→ **Goal**
Reproduce every record below exactly as written, but leave out any pictures.

--- START OF Raw data ---

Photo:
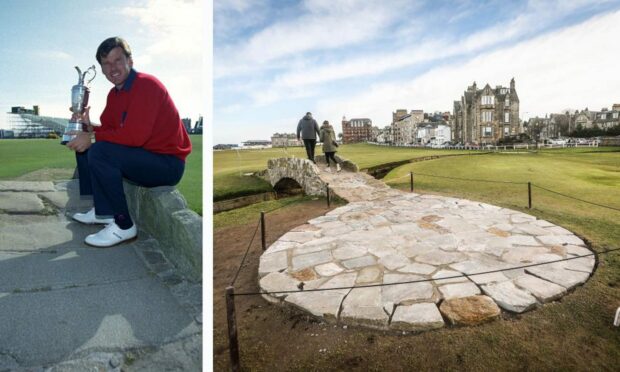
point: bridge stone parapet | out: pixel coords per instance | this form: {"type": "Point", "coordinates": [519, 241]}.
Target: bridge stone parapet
{"type": "Point", "coordinates": [303, 171]}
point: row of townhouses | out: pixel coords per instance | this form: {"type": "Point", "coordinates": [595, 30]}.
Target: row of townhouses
{"type": "Point", "coordinates": [482, 116]}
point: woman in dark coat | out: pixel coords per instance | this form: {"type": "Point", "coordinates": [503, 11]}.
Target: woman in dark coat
{"type": "Point", "coordinates": [330, 146]}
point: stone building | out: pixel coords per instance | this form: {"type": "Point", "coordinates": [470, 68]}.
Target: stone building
{"type": "Point", "coordinates": [356, 130]}
{"type": "Point", "coordinates": [385, 136]}
{"type": "Point", "coordinates": [404, 126]}
{"type": "Point", "coordinates": [285, 140]}
{"type": "Point", "coordinates": [433, 133]}
{"type": "Point", "coordinates": [584, 119]}
{"type": "Point", "coordinates": [484, 116]}
{"type": "Point", "coordinates": [606, 119]}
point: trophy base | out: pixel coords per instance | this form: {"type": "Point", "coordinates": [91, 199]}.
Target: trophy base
{"type": "Point", "coordinates": [66, 139]}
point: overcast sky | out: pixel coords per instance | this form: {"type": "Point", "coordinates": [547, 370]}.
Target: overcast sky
{"type": "Point", "coordinates": [42, 41]}
{"type": "Point", "coordinates": [275, 60]}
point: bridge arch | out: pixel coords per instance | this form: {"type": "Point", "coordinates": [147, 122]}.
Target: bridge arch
{"type": "Point", "coordinates": [285, 172]}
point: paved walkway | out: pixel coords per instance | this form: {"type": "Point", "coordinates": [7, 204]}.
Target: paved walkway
{"type": "Point", "coordinates": [65, 306]}
{"type": "Point", "coordinates": [388, 236]}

--- END OF Raw data ---

→ **Solution for this problem**
Photo:
point: bridge stone parapet | out: pixel coords per instance | this form: {"type": "Point", "coordinates": [519, 241]}.
Target: bridge stone parapet
{"type": "Point", "coordinates": [303, 171]}
point: row of townhouses | out: pixel coords per instance | this form: {"type": "Point", "coordinates": [595, 30]}.
Target: row of townhouses
{"type": "Point", "coordinates": [482, 116]}
point: woman in dark coat | out: pixel coords per instance | this form: {"type": "Point", "coordinates": [503, 11]}.
Target: woman in dark coat
{"type": "Point", "coordinates": [330, 146]}
point: stone building | out: pixel coords per instance | this form: {"type": "Point", "coordinates": [470, 68]}.
Target: stone building
{"type": "Point", "coordinates": [356, 130]}
{"type": "Point", "coordinates": [385, 136]}
{"type": "Point", "coordinates": [404, 126]}
{"type": "Point", "coordinates": [285, 140]}
{"type": "Point", "coordinates": [433, 133]}
{"type": "Point", "coordinates": [584, 119]}
{"type": "Point", "coordinates": [484, 116]}
{"type": "Point", "coordinates": [606, 119]}
point: trophy base | out: pixel coords per instance | this form: {"type": "Point", "coordinates": [91, 199]}.
Target: trophy base
{"type": "Point", "coordinates": [66, 139]}
point: overcast sky | out: pixel coords per instance | this form: {"type": "Point", "coordinates": [547, 370]}.
Target: overcast sky
{"type": "Point", "coordinates": [42, 41]}
{"type": "Point", "coordinates": [275, 60]}
point: bridge arch | out: pixel coords per instance | this form: {"type": "Point", "coordinates": [147, 122]}.
Target: bridge arch
{"type": "Point", "coordinates": [285, 172]}
point: paved walkway | out: pixel coords per instance | this form: {"type": "Point", "coordinates": [7, 204]}.
Target: paved walkway
{"type": "Point", "coordinates": [65, 306]}
{"type": "Point", "coordinates": [388, 236]}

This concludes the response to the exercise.